TESTO FORNITO:

Ma ancor prima ci preme fare qualche osservazione su quanto definito in premessa nel D.L. del 3 Dicembre 2012 che introduce i criteri per la VDS riservati, con legge apposita, all’impianto siderurgico di Taranto, laddove si legge che: “(…) la continuità del funzionamento produttivo dello stabilimento siderurgico Ilva S.p.A. costituisce una priorità strategica di interesse nazionale (…)”.
Tale affermazione introduce, per legge, un effetto di distorsione del giusto ordine dei Valori che vede l’uomo come vero scopo del processo produttivo, come questo Ordine ha precedentemente argomentato ed in continuità con quanto affermato nella enciclica papale Laborem excercens di Papa Giovanni Paolo II.
Non può la produzione di qualsiasi merce, o qualunque attività umana, essere posta al vertice della scala dei valori tanto da assurgere a livello di “priorità strategica nazionale”. Nel caso specifico la continuità produttiva di un impianto deve sottostare alla verifica della sua compatibilità con la vita e la salute della popolazione che deve essa stessa rappresentare la “priorità strategica nazionale” cui ogni altro obiettivo produttivo o di sviluppo deve essere subordinato.

VOCI FORNITE:

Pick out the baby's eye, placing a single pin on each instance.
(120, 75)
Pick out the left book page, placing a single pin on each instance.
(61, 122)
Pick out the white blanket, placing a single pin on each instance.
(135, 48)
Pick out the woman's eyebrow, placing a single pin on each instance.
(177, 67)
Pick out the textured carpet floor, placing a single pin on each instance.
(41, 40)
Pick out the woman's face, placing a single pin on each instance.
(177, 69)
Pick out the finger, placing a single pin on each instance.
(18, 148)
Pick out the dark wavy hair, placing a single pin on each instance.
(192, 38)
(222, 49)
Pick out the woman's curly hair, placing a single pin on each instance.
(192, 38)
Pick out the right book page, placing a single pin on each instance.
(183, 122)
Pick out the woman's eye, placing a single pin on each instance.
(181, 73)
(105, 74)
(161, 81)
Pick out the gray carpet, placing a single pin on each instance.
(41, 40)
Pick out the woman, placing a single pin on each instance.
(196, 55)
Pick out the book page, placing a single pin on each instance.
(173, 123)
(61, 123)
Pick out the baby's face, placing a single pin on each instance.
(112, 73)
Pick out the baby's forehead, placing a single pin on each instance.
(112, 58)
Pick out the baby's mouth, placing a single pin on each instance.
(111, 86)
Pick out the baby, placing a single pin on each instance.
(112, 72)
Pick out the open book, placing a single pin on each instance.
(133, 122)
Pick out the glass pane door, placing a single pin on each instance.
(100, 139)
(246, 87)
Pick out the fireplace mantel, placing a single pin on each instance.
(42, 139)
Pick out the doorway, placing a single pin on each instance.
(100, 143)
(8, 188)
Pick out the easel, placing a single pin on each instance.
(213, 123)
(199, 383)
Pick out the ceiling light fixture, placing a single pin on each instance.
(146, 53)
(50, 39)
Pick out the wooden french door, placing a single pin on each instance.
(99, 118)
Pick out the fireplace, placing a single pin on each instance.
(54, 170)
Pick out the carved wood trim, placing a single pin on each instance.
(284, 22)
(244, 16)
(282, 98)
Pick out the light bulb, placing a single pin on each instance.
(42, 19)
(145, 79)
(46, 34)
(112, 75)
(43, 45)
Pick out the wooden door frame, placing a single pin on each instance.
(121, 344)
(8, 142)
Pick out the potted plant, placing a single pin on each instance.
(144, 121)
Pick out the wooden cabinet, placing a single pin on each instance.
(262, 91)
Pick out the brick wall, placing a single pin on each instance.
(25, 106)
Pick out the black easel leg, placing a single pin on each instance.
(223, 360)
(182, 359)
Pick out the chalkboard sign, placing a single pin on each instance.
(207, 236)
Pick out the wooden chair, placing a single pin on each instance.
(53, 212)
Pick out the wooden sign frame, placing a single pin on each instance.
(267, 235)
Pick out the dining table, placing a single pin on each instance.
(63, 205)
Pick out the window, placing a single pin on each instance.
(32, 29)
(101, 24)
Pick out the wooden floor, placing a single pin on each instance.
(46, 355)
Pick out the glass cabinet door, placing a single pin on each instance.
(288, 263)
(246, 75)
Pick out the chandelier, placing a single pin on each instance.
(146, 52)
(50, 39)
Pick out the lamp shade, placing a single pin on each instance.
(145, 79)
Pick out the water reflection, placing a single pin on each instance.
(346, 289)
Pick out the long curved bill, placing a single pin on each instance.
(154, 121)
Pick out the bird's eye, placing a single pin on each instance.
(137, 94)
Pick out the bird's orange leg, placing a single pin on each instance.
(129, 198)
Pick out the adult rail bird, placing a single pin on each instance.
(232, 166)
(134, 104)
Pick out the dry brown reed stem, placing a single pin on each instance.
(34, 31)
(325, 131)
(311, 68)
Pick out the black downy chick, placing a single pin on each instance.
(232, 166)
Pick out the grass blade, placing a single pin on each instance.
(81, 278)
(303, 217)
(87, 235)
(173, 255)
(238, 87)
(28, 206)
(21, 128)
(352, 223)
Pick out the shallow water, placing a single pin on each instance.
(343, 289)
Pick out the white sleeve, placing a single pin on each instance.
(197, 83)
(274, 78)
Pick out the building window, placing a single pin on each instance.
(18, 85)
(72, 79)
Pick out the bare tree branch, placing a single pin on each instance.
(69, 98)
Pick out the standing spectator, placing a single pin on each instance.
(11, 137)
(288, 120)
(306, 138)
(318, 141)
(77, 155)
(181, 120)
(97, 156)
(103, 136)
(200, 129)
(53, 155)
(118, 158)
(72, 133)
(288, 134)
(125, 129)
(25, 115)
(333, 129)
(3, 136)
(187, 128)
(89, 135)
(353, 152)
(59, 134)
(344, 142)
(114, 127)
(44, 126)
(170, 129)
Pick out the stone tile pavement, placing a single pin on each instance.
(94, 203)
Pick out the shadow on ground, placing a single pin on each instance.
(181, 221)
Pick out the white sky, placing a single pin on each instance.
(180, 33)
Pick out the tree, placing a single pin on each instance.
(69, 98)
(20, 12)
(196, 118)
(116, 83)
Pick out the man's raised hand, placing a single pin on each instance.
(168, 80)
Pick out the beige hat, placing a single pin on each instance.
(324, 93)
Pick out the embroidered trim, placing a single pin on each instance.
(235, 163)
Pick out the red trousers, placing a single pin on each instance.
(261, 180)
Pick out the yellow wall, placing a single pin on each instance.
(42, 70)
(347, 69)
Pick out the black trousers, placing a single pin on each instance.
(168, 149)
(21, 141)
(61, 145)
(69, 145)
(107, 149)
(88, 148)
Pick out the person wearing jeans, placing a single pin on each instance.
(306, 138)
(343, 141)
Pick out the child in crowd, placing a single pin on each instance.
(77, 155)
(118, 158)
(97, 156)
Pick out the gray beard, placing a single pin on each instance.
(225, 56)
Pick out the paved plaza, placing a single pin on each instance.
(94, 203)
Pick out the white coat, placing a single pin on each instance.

COMPITI DA SVOLGERE:
a) Cita dal testo fornito tutto ciò che va da "Tale affermazione introduce, per" giù fino a "deve essere subordinato.".
b) Secondo il testo sullo stabilimento di Taranto, che cosa deve rappresentare essa stessa la "priorità strategica nazionale"?

RISPOSTE AI COMPITI:
a)
Tale affermazione introduce, per legge, un effetto di distorsione del giusto ordine dei Valori che vede l’uomo come vero scopo del processo produttivo, come questo Ordine ha precedentemente argomentato ed in continuità con quanto affermato nella enciclica papale Laborem excercens di Papa Giovanni Paolo II.
Non può la produzione di qualsiasi merce, o qualunque attività umana, essere posta al vertice della scala dei valori tanto da assurgere a livello di “priorità strategica nazionale”. Nel caso specifico la continuità produttiva di un impianto deve sottostare alla verifica della sua compatibilità con la vita e la salute della popolazione che deve essa stessa rappresentare la “priorità strategica nazionale” cui ogni altro obiettivo produttivo o di sviluppo deve essere subordinato.

b) La vita e la salute della popolazione.